• [Given instruction]
Answer these questions about the passage on Cross Game's characters below:
(a) What does Sasuke (Naruto) seek?
(b) Members of which class, from which series, are said to be hardly shining examples of character depth or development?
(c) Which four traits are listed for Senda?

• [Provided text]
"""

That focus on character relationships is complemented by Adachi’s ability to give his characters a familiar humanity. The current shonen landscape is overwhelmed by unrealistic characters defined almost entirely by one trait each. Natsu (Fairy Tail) is indomitable. Sasuke (Naruto) seeks revenge. Some series even feature an entire cast of one-note characters; Mahou Sensei Negima! is an enjoyable series, but the members of Class 3-A are hardly shining examples of character depth or development. By contrast, the cast of Cross Game features realistic complexity, with entirely ordinary traits used tastefully. Senda is showy, awkward, insecure, yet positive. Azuma is independent, determined, and driven – but not ruled – by his past. All are human traits, and all are displayed in balance with each other to further reinforce the realism of the series.

"""

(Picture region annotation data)
"""

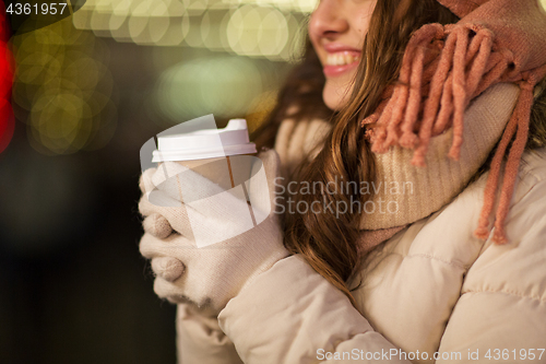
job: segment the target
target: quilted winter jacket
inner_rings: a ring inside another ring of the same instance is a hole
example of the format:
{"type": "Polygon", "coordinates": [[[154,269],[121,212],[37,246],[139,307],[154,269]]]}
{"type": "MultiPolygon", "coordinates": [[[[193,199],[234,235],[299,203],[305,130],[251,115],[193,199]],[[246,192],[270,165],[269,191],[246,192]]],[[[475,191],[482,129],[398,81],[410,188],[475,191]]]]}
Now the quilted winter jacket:
{"type": "Polygon", "coordinates": [[[180,305],[179,362],[546,363],[546,149],[522,160],[510,244],[473,235],[486,177],[367,258],[358,310],[292,256],[217,320],[180,305]]]}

"""

• [Exercise response]
(a) Revenge.
(b) Class 3-A, from Mahou Sensei Negima!
(c) Showy, awkward, insecure, and positive.